**WHAT YOU WILL DO**
Pull out each line of the records below that contains the word "instance", treating uppercase and lowercase as different.

Entries from a dataset:
▼
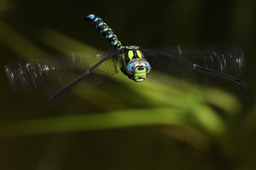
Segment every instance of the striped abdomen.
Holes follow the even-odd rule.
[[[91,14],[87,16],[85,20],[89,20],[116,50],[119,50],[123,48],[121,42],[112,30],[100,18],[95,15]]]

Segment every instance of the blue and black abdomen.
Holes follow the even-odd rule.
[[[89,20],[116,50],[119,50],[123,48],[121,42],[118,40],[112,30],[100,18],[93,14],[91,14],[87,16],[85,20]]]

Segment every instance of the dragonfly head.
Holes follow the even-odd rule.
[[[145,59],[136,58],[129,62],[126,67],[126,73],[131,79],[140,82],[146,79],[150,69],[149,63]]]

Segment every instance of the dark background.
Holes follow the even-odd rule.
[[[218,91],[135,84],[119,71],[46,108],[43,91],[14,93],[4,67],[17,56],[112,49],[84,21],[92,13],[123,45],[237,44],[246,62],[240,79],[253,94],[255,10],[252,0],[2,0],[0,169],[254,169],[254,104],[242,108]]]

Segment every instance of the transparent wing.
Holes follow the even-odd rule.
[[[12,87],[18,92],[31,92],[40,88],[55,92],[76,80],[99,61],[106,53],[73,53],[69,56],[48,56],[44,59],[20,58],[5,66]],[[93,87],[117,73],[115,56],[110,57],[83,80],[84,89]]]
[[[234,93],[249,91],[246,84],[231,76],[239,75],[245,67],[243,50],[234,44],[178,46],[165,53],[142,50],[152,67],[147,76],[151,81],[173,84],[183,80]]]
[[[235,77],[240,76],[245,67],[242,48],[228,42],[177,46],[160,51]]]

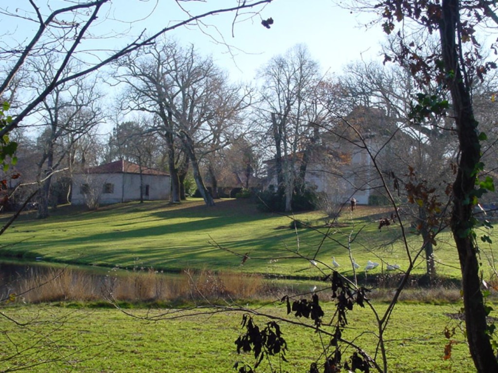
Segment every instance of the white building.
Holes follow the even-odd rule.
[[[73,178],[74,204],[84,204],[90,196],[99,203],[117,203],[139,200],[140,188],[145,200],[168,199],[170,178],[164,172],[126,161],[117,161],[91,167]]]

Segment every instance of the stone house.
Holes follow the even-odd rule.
▲
**ANSWER TO THE PROBLEM**
Segment every instance of the striped abdomen.
Segment every instance of the blue and black abdomen.
Segment every instance of the dragonfly head.
Segment every instance of the dark background.
Segment every instance of the transparent wing.
Segment every instance of the white building.
Segment every instance of the stone house.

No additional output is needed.